== Segment start ==

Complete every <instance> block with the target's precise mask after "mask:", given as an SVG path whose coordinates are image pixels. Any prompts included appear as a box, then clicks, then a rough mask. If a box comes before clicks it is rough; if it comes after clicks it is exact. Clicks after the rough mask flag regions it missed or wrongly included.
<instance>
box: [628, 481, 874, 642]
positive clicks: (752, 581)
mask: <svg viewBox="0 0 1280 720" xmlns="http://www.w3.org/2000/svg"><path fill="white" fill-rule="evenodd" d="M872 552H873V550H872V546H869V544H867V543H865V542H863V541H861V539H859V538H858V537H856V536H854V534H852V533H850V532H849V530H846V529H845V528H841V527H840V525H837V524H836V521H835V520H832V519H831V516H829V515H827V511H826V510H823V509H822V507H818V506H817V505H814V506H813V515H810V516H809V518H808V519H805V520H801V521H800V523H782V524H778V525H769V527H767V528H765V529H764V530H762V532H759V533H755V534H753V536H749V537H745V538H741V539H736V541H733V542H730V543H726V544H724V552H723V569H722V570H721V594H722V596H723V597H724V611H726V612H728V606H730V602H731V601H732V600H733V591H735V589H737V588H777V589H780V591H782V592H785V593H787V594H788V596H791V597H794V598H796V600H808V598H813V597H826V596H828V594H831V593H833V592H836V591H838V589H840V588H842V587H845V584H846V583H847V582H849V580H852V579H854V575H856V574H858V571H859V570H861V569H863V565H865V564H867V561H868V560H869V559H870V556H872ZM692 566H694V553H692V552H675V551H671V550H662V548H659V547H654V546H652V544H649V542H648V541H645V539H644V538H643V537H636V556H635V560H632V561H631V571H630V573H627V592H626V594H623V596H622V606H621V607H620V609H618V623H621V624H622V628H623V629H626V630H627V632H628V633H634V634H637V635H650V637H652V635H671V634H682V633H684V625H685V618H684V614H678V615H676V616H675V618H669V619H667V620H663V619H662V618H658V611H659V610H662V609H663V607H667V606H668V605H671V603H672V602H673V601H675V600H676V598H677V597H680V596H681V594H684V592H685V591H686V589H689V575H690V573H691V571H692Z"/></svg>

== Segment end ==

### AIM OF THE TASK
Where the string "instance" occurs in a line of the material above, copy the whole line.

### SOLUTION FOR THIS TASK
Complete every <instance> block with the target's precise mask after "mask:", given as an SVG path whose coordinates are image pixels. Any prompts included appear as a box, then clicks, then a rough mask. If a box comes before clicks it is rough; if it comes after clicks it is exact. Clicks after the rough mask flag regions it missed or wrongly included.
<instance>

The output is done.